— PASSAGE TO READ —

1. Yeah, because American Chinese is so damn close to the real thing...  
2. There are a few places that have just opened in the Marina and checking out their menu, you might want to give that a look-see.




CVDS said:


> Oh My goodness- You just made my day to let me know there is a PF Chang's in UAE!!! It is my FAVORITE !! Do they have a Gluten Free Menu in the UAE?


3. PF Changs sucks when it comes to Chinese food.... A trendy gimmick... But yes, they are in the Mall of the Emirates.... 



dubss said:


> I can assure you they are absolutely NOT the same. This is an eggroll:
> View attachment 4089
> 
> 
> ...


Spring Rolls and Eggrolls are generally the same. The contents are usually dictated by the country the eggroll or spingroll is from. The only difference between them is that the eggroll is larger than a springroll and the skin used.... Check it.... LINK


----------



## dubss (Apr 7, 2011)

— PROVIDED DATA —
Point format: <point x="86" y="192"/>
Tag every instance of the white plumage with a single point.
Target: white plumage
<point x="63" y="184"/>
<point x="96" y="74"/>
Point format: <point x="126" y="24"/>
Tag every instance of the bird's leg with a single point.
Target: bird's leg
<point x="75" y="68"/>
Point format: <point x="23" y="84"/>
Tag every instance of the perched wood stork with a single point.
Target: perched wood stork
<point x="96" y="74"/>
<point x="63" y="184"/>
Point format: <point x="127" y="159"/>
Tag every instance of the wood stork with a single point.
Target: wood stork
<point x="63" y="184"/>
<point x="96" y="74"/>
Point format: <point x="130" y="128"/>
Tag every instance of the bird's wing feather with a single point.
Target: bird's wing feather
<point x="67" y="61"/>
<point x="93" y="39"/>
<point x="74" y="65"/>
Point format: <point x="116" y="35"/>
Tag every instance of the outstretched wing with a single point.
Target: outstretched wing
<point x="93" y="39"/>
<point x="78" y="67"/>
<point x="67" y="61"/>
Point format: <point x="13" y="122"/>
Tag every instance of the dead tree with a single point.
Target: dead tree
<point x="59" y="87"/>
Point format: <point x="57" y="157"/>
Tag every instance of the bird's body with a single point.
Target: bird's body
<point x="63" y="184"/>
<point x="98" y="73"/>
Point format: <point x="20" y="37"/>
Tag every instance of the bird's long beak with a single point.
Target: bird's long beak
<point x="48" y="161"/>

---

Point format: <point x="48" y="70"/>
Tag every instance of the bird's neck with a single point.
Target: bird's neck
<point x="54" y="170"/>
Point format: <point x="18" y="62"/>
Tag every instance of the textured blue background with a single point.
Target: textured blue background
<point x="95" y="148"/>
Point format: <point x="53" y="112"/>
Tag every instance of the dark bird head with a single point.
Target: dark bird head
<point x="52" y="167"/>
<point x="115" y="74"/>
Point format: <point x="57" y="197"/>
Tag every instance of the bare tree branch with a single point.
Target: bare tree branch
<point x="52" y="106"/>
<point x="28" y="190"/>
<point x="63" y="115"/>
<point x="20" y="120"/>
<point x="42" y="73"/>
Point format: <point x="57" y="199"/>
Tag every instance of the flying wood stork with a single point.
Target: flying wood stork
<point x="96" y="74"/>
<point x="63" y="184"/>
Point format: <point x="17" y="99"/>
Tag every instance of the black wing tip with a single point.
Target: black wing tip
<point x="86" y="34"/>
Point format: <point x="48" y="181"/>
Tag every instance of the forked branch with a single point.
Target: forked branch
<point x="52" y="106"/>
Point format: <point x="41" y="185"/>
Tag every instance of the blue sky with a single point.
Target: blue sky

— TASKS TO PERFORM —
a) In the forum thread, which mall is PF Chang's said to be in?
b) Reproduce the forum thread word for word, between "1. Yeah, because" and "in the UAE?", inclusive.
The records have no part in this work.

— COMPLETE ANSWERS —
a) The Mall of the Emirates.

b)
1. Yeah, because American Chinese is so damn close to the real thing...  
2. There are a few places that have just opened in the Marina and checking out their menu, you might want to give that a look-see.




CVDS said:


> Oh My goodness- You just made my day to let me know there is a PF Chang's in UAE!!! It is my FAVORITE !! Do they have a Gluten Free Menu in the UAE?